* [WHAT THIS TASK INVOLVES] Rewrite the records below with every "marker" changed to "dot" and nothing else altered.

* [DATA FOR THIS EXERCISE]
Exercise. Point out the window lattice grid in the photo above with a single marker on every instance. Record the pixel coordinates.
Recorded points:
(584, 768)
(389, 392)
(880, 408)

* [SOLUTION TO THE PROBLEM]
Exercise. Point out the window lattice grid in the photo above with a single dot on every instance. Record the pixel coordinates.
Recorded points:
(584, 768)
(389, 392)
(880, 408)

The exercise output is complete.